The lines to copy are those in the records below that hold the word "sailboat".

Photo-based referring expression data:
-*-

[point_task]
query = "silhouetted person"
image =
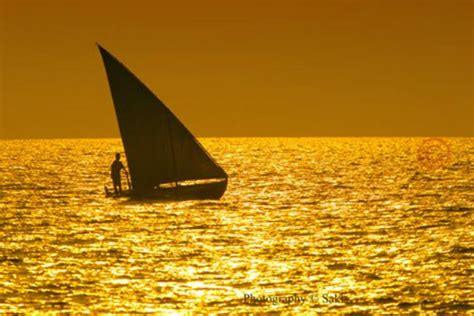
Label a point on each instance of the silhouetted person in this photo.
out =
(116, 167)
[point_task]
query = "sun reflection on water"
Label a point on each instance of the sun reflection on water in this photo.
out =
(340, 217)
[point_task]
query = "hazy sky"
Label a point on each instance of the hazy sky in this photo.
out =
(242, 68)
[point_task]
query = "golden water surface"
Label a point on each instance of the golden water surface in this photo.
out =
(307, 225)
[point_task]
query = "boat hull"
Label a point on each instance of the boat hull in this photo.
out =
(202, 191)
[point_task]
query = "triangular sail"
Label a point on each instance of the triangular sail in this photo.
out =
(159, 148)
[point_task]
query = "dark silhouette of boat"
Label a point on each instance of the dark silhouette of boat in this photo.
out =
(165, 160)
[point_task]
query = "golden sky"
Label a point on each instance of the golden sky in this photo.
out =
(242, 68)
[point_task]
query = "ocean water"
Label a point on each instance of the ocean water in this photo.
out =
(307, 225)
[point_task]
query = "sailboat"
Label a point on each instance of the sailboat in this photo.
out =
(165, 160)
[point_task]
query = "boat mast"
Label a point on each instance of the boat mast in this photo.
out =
(172, 150)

-*-

### [YOUR RESPONSE]
query = "sailboat"
Label a point on each instance of the sailboat in this photo.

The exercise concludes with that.